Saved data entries
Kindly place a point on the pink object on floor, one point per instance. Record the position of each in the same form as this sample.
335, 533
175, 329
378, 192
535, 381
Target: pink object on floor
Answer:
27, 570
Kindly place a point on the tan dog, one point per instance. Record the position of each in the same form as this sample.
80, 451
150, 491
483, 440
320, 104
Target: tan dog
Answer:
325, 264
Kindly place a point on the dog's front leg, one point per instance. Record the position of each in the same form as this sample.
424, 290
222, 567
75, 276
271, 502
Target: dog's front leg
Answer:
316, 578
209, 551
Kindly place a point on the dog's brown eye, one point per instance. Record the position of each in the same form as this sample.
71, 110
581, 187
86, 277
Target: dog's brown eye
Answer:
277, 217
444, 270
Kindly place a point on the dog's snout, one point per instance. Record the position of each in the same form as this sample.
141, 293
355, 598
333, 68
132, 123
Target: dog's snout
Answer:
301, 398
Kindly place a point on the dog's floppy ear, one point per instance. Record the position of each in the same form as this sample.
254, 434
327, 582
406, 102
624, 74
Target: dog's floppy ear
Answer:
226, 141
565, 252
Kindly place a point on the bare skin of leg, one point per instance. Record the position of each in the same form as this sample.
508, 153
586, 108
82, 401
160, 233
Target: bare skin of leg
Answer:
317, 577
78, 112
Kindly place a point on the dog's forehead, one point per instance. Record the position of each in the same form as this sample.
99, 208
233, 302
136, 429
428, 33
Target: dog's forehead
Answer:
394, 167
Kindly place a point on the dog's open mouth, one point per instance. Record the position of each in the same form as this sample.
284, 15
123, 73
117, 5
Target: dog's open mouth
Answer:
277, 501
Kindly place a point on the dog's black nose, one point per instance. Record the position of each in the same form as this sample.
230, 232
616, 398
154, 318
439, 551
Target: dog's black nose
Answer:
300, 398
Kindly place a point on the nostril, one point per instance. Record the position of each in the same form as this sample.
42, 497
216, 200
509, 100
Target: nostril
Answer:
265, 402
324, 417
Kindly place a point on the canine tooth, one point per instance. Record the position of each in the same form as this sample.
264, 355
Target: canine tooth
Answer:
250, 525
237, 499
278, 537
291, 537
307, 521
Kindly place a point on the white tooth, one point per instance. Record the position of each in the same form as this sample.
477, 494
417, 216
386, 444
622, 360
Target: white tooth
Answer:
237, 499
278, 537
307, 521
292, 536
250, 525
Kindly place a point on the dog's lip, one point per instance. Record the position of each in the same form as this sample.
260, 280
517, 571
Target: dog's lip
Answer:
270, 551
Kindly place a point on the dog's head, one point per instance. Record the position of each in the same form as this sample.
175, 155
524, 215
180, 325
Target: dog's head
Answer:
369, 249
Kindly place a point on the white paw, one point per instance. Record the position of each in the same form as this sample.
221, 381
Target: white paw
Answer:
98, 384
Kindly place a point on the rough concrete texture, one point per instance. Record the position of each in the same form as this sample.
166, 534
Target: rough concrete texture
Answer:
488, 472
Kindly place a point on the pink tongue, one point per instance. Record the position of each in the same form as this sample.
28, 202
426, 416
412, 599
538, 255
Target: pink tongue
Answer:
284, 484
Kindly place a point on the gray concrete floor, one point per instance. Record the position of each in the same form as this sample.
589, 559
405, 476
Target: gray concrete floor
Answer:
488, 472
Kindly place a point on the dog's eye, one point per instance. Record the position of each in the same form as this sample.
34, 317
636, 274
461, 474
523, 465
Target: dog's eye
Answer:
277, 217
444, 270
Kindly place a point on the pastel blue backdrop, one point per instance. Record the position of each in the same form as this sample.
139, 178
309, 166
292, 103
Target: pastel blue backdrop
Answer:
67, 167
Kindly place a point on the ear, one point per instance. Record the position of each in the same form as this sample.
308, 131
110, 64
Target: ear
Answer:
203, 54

■ Task requirements:
Convert everything from the line containing "Kindly place a point on the white tooth, one" down to the end of the items into a JSON array of strings, one string per line. Skip blank lines.

■ Exercise solution:
[
  "Kindly place a point on the white tooth, one point per instance. Record the position of each in the same form as this sample.",
  "477, 494",
  "417, 216",
  "386, 444",
  "622, 360",
  "Target: white tooth",
  "Answer:",
  "237, 499",
  "278, 537",
  "307, 521",
  "292, 536",
  "250, 525",
  "Kindly place a point on the dog's lip, one point per instance. Record the position of each in the same form as this sample.",
  "260, 280",
  "517, 571",
  "Target: dog's lip",
  "Answer:",
  "270, 551",
  "Kindly place a point on the dog's head, one point per instance. Record the position of each in the same form as this sample.",
  "175, 155",
  "524, 215",
  "180, 325",
  "Target: dog's head",
  "Answer:",
  "369, 249",
  "Kindly place a point on the white paw, one point per instance. Record the position of each in the same form as this sample.",
  "221, 381",
  "Target: white paw",
  "Answer:",
  "98, 384",
  "Kindly place a point on the rough concrete texture, one point per instance. Record the position of each in the same form as this sample.",
  "166, 534",
  "Target: rough concrete texture",
  "Answer:",
  "488, 472",
  "Kindly place a point on the pink tongue, one point per instance. Record the position of each in the same form as this sample.",
  "28, 202",
  "426, 416",
  "412, 599",
  "538, 255",
  "Target: pink tongue",
  "Answer:",
  "284, 484",
  "Kindly place a point on the gray concrete floor, one point per instance. Record the position of each in the same form as this sample.",
  "589, 559",
  "405, 476",
  "Target: gray concrete floor",
  "Answer:",
  "488, 472",
  "Kindly place a point on the dog's eye, one point per instance. Record the position of each in the same form as this sample.",
  "34, 317",
  "636, 274",
  "461, 474",
  "523, 465",
  "Target: dog's eye",
  "Answer:",
  "277, 217",
  "444, 270",
  "Kindly place a point on the pastel blue backdrop, one point per instance. Record the position of each in the same form as this sample.",
  "139, 178",
  "309, 166",
  "292, 103",
  "Target: pastel blue backdrop",
  "Answer:",
  "67, 167",
  "Kindly place a point on the ear, one point per instance. Record the position of each in the same form as this sample.",
  "308, 131",
  "110, 64",
  "Target: ear",
  "Answer:",
  "203, 54"
]